## [Problem to solve]
All lines holding the word "blue" should be located in the records and copied.

Free-text object descriptions:

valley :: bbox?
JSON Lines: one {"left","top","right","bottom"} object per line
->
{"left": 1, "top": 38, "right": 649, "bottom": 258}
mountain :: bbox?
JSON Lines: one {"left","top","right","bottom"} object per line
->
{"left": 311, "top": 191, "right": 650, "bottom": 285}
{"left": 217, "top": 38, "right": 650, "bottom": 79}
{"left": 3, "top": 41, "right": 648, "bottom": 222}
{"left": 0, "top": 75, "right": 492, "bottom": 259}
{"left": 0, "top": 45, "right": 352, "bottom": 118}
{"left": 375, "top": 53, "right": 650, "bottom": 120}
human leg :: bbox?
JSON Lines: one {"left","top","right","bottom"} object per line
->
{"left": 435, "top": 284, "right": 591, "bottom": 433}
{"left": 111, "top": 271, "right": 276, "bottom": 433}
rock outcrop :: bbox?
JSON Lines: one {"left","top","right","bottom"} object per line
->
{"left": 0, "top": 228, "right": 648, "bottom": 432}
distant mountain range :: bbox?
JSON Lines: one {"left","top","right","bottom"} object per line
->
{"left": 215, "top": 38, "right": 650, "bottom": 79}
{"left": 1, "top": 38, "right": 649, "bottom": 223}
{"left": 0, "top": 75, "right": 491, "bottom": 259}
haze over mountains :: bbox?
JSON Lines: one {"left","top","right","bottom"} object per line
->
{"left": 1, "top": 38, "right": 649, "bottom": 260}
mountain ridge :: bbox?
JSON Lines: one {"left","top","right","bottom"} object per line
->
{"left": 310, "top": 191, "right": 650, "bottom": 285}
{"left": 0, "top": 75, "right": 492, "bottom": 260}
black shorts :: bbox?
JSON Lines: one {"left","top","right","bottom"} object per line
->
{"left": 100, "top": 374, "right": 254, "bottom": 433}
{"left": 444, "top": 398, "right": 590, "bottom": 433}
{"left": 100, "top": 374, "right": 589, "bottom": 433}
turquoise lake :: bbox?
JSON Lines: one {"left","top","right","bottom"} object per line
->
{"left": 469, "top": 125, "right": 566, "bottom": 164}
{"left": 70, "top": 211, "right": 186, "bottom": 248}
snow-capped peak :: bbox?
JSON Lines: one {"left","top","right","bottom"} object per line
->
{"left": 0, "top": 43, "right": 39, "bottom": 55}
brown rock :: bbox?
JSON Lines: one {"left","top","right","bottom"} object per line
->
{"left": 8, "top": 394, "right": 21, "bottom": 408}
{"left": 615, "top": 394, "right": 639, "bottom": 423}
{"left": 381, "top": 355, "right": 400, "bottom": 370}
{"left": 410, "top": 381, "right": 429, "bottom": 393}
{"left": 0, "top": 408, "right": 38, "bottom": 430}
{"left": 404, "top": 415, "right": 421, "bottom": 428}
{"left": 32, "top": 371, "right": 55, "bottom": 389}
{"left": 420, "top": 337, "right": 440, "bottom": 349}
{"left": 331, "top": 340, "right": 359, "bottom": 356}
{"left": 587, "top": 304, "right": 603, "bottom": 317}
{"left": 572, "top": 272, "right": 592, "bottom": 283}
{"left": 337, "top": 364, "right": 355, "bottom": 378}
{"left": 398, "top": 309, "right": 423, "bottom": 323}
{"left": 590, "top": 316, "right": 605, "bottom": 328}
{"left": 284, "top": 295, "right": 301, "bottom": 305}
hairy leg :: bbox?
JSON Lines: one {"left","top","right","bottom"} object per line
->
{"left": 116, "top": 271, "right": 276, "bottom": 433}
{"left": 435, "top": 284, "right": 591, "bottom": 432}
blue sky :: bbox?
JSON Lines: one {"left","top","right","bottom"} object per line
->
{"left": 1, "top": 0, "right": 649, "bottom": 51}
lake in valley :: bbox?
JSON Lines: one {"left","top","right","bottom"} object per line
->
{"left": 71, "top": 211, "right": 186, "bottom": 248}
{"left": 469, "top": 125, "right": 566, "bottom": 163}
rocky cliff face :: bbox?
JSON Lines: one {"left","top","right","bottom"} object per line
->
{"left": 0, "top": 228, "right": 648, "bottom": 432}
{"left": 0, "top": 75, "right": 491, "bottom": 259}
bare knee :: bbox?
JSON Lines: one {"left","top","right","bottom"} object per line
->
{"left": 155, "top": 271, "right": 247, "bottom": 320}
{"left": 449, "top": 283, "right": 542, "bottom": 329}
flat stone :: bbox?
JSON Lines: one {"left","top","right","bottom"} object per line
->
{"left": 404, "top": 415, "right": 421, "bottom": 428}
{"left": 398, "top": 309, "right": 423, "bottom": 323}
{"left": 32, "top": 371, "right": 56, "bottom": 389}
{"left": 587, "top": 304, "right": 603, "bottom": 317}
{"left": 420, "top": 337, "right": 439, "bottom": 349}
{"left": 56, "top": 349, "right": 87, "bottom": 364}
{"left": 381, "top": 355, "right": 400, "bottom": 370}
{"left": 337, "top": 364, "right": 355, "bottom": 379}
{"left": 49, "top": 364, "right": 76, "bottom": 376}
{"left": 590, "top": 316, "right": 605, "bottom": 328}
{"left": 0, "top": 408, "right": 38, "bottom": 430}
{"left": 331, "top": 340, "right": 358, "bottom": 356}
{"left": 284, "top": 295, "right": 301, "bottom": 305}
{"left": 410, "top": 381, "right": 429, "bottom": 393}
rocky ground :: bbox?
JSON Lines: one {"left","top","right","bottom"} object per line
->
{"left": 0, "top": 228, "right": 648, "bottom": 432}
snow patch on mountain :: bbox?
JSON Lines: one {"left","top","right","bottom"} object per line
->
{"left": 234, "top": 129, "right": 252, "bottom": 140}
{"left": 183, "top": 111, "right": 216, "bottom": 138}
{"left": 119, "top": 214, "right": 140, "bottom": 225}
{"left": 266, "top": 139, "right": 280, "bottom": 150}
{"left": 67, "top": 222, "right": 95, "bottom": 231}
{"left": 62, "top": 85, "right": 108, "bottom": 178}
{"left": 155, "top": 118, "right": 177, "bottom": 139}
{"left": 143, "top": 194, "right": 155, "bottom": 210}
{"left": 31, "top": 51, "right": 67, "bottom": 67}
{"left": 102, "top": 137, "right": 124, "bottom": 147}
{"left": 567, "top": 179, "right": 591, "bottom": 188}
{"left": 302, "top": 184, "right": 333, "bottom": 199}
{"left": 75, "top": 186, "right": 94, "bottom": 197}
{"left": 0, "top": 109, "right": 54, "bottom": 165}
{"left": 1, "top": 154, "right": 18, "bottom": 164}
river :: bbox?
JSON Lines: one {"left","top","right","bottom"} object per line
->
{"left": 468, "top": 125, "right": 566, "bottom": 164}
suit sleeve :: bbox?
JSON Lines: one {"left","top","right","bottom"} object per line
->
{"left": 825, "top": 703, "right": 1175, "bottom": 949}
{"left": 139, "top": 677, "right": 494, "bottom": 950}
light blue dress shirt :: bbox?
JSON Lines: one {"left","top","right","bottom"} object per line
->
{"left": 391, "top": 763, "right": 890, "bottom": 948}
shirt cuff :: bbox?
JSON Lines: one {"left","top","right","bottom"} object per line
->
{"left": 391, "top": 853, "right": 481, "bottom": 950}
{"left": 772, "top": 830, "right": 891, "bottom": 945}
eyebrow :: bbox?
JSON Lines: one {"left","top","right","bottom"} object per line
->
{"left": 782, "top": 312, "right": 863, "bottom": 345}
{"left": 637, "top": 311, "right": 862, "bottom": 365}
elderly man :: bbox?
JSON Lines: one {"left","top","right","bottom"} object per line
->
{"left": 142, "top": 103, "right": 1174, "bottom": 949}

## [Solved exercise]
blue sky :: bbox?
light blue dress shirt :: bbox?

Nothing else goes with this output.